▸ Source document

• • • • • • •

Bookmark and Share

Notice: On April 23, 2014, Statalist moved from an email list to a forum, based at statalist.org.


[Date Prev][Date Next][Thread Prev][Thread Next][Date Index][Thread Index]

RE: st: copying a string variable to all rows within a group


From   Nick Cox <[email protected]>
To   "'[email protected]'" <[email protected]>
Subject   RE: st: copying a string variable to all rows within a group
Date   Wed, 29 Feb 2012 11:54:33 +0000

Yes, my second post corrected the first. Sorry about that. 

You need a systematic way of referring to non-missing values and sorting them to the end or the beginning of each block gives you -oldvar[_N]- or -oldvar[1]- respectively as the non-missing value. 

However, your information here on using -gsort- doesn't explain why the non-missing strings weren't always in the first observation of each block.  

Incidentally, something that could go wrong here is if there are two or more non-missing values in each block. A careful test of that would be 

clonevar safecopy = oldvar
bysort groupvar (oldvar) : replace oldvar = oldvar[_N] 
l if safecopy != oldvar & !missing(safecopy) 

Nick 
[email protected] 


-----Original Message-----
From: [email protected] [mailto:[email protected]] On Behalf Of [email protected]
Sent: 29 February 2012 11:39
To: [email protected]
Subject: Re: st: copying a string variable to all rows within a group

Hi Again, 
you below explanation may go some way to explaining my previous reply to your response to the original query. 
However I did do a gsort of the string variable ("gsort groupvar -oldvar" using my original variable names) to address the problem of strings being sorted with missing first....

>>> Nick Cox <[email protected]> 2/29/2012 10:40 AM >>>
Seyi did say "not necessarily on the first row". Only the first of
these is a good solution given that warning. The logic is that -sort-
sorts all non-empty strings to the end of any block of observations.

(Perhaps Seyi started out with the identifiers In the first
observation of each block, but they got scrambled a bit by some later
-sort-. -sort groupvar- makes no guarantees about other variables
unless you specify a stable sort.

Nick

On Wed, Feb 29, 2012 at 9:01 AM, Nick Cox <[email protected]> wrote:
> For "row" read "observation". We know what you mean, but that is the
> correct Stata terminology.

• • • • • • •

Dataset excerpts on pointing at objects

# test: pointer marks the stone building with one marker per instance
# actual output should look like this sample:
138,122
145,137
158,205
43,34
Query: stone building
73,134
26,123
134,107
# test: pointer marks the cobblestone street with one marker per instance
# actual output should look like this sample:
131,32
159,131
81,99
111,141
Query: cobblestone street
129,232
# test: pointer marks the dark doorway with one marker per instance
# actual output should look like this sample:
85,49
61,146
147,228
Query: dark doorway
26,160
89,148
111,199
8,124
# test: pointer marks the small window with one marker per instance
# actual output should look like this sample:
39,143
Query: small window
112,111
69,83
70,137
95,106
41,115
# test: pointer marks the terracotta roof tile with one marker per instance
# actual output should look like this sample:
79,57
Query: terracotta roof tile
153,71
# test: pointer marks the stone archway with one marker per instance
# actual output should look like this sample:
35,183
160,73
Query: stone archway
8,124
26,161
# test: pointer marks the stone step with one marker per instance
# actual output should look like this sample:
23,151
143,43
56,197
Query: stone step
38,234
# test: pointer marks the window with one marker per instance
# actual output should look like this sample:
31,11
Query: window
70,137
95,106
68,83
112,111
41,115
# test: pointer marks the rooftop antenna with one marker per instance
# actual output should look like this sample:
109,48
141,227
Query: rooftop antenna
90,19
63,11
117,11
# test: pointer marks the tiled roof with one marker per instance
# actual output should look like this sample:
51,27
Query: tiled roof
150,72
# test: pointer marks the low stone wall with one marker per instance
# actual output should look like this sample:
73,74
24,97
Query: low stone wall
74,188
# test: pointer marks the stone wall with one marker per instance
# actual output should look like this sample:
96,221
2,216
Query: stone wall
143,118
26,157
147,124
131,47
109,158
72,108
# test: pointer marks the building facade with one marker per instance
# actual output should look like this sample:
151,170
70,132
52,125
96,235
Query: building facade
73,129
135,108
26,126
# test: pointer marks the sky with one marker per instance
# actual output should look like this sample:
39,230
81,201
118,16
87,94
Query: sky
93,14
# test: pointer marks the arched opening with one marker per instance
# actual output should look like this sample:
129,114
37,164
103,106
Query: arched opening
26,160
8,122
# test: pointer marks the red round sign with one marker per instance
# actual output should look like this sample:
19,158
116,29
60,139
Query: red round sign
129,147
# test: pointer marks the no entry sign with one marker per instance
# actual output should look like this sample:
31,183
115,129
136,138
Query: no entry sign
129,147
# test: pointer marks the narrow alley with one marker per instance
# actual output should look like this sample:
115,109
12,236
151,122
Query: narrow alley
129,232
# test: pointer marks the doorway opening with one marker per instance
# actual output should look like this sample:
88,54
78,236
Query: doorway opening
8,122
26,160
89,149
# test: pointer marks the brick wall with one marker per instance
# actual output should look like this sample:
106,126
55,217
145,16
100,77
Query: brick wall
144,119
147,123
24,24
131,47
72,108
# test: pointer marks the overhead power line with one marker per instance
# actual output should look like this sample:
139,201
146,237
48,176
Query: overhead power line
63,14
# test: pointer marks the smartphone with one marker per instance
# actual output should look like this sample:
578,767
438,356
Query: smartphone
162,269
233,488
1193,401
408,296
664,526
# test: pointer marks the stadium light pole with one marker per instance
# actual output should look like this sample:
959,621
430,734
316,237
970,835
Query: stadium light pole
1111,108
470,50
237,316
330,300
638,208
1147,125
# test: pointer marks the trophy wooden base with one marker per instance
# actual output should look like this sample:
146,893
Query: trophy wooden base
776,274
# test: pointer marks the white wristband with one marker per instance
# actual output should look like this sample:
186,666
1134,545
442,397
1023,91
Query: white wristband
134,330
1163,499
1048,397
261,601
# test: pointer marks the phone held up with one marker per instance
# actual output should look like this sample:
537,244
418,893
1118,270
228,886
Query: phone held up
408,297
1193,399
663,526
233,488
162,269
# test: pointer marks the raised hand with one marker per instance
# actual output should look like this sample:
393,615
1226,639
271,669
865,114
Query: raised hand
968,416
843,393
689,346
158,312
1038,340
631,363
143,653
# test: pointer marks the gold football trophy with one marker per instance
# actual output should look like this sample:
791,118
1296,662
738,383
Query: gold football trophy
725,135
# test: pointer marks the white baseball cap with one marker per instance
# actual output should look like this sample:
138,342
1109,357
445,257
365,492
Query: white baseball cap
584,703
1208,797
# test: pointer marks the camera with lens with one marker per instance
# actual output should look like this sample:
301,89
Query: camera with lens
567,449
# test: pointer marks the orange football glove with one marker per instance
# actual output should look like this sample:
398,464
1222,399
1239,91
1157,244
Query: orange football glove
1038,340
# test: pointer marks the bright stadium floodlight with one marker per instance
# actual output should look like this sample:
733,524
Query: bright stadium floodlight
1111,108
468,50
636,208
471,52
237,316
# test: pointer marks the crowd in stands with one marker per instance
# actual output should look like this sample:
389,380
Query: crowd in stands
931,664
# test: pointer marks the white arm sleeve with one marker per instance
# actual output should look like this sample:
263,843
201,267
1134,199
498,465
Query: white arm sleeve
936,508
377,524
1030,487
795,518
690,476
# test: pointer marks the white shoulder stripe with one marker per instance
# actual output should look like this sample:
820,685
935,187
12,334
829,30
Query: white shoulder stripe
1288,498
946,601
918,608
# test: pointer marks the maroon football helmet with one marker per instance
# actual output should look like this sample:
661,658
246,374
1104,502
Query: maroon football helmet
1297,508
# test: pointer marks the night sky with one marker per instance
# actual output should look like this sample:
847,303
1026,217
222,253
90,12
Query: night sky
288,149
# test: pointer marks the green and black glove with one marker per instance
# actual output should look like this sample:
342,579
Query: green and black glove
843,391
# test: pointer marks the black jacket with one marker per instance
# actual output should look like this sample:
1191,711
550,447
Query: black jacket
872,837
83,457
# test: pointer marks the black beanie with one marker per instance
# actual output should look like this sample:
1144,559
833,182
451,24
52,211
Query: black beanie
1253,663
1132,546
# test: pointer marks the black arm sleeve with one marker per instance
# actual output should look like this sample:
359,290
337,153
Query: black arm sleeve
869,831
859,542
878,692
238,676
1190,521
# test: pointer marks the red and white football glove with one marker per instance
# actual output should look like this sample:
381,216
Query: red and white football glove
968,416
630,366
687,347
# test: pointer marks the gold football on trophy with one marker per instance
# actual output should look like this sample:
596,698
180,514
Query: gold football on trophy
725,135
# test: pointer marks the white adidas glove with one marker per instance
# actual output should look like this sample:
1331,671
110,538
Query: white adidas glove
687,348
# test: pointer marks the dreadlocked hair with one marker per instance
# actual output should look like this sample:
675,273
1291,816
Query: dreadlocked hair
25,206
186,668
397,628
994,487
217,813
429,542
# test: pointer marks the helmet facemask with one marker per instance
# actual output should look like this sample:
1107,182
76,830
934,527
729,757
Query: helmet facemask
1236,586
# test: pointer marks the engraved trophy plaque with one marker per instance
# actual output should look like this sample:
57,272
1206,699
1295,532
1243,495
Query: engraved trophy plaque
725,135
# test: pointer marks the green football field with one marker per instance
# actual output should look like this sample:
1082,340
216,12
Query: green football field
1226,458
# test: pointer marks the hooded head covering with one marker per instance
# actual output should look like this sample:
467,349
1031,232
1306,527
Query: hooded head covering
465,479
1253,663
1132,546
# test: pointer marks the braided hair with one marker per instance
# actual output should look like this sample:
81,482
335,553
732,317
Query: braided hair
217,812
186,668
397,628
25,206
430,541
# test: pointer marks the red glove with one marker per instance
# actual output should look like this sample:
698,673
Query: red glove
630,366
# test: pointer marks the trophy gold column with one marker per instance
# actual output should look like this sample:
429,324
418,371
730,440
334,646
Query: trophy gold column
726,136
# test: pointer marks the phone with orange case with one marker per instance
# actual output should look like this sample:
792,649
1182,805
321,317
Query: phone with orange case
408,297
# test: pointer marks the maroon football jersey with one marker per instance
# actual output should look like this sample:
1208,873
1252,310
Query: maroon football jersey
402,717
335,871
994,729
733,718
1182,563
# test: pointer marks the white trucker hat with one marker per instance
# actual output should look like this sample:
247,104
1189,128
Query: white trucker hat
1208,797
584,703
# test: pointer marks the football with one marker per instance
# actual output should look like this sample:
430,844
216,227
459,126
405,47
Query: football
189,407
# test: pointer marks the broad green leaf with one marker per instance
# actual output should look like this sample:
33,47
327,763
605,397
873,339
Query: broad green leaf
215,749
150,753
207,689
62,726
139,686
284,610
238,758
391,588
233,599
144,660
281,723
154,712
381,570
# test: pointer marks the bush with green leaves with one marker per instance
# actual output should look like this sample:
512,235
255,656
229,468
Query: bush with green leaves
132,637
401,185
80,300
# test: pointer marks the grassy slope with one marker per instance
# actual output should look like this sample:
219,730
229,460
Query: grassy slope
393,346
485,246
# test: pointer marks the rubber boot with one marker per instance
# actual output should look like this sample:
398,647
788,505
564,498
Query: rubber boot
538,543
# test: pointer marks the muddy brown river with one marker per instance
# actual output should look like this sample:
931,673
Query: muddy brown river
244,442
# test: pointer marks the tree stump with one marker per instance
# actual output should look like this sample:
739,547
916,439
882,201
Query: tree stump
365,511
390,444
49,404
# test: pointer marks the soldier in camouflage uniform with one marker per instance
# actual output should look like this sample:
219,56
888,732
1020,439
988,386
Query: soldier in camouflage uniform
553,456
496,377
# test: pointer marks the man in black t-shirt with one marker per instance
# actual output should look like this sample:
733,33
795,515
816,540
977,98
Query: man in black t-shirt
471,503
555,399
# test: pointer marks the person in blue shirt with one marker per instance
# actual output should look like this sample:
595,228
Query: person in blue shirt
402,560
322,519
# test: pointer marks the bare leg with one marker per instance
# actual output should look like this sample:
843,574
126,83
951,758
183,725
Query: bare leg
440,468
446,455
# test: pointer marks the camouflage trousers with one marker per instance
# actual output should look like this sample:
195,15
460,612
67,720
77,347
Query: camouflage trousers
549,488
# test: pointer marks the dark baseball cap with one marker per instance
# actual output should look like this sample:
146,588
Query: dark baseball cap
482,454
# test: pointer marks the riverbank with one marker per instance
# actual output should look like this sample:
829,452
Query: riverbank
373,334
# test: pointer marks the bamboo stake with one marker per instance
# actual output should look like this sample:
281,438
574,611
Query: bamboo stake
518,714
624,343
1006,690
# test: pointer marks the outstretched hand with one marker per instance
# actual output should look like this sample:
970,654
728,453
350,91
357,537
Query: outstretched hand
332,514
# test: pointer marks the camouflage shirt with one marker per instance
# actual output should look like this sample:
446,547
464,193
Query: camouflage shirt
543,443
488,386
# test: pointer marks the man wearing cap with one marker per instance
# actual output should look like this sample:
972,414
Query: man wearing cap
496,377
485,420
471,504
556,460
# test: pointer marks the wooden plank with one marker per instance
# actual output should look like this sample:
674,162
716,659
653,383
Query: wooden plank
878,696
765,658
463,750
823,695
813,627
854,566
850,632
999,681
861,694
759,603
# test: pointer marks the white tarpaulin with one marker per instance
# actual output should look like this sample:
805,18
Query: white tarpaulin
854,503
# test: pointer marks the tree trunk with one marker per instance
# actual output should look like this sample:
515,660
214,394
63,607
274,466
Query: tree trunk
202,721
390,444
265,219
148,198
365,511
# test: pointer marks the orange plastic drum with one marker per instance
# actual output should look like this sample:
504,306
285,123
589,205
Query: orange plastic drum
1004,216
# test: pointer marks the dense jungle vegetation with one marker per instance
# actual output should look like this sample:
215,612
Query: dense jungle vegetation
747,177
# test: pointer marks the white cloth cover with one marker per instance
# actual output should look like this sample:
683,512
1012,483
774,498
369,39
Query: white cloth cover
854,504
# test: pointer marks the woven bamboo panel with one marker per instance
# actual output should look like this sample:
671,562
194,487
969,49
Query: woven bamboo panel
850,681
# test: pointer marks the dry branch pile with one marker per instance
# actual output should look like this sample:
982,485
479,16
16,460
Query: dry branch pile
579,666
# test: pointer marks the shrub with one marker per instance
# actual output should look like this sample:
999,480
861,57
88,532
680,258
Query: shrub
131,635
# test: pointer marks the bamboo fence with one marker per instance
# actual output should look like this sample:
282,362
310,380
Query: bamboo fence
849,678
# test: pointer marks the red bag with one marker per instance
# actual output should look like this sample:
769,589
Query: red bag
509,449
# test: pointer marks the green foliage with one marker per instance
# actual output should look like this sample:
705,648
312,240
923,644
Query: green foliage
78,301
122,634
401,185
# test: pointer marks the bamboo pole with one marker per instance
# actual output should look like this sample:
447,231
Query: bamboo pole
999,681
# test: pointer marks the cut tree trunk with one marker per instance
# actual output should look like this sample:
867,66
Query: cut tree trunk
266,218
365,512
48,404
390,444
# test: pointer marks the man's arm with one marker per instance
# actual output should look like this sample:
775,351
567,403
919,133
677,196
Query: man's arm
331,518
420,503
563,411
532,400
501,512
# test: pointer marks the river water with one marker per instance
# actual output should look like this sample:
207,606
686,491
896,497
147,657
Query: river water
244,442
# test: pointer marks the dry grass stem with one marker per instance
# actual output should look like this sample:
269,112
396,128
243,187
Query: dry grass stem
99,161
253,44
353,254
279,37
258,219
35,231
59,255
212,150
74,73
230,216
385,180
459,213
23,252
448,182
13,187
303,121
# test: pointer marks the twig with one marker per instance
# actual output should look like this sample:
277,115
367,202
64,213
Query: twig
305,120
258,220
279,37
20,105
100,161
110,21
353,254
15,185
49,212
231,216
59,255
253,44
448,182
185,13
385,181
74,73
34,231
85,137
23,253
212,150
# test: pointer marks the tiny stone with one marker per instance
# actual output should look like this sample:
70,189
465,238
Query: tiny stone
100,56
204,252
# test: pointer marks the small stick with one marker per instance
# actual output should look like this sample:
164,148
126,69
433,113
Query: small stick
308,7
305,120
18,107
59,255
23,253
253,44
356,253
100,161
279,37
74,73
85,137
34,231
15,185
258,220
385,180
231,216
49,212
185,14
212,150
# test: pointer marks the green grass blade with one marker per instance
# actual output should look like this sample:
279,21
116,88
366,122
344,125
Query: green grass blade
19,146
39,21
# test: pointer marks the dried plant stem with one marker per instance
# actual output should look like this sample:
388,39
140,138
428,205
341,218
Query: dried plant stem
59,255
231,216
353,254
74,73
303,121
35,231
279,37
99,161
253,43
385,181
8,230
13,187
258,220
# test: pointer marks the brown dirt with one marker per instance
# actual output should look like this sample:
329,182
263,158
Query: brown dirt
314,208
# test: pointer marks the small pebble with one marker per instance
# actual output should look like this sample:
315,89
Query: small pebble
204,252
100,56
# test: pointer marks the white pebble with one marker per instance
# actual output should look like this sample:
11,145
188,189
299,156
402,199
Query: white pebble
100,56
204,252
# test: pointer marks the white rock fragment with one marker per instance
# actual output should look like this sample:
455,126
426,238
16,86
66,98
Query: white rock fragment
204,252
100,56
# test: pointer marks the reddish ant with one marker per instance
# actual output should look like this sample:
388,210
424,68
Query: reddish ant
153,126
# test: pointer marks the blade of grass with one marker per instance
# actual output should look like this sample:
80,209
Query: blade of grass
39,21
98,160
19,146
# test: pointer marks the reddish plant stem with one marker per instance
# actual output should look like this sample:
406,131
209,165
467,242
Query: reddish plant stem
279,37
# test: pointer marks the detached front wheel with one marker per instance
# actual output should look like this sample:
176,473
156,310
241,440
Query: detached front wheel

• • • • • • •

▸ Work to complete
1 > In the Statalist post, where does -sort- put all non-empty strings within a block of observations?
2 > Write out the lines of the listing from the line containing "# test: pointer marks the small pebble" through the end of the listing, inclusive.

▸ Solutions for each task
1 > At the end of the block.

2 >
# test: pointer marks the small pebble with one marker per instance
# actual output should look like this sample:
315,89
Query: small pebble
204,252
100,56
# test: pointer marks the white pebble with one marker per instance
# actual output should look like this sample:
11,145
188,189
299,156
402,199
Query: white pebble
100,56
204,252
# test: pointer marks the white rock fragment with one marker per instance
# actual output should look like this sample:
455,126
426,238
16,86
66,98
Query: white rock fragment
204,252
100,56
# test: pointer marks the reddish ant with one marker per instance
# actual output should look like this sample:
388,210
424,68
Query: reddish ant
153,126
# test: pointer marks the blade of grass with one marker per instance
# actual output should look like this sample:
80,209
Query: blade of grass
39,21
98,160
19,146
# test: pointer marks the reddish plant stem with one marker per instance
# actual output should look like this sample:
406,131
209,165
467,242
Query: reddish plant stem
279,37
# test: pointer marks the detached front wheel with one marker per instance
# actual output should look like this sample:
176,473
156,310
241,440
Query: detached front wheel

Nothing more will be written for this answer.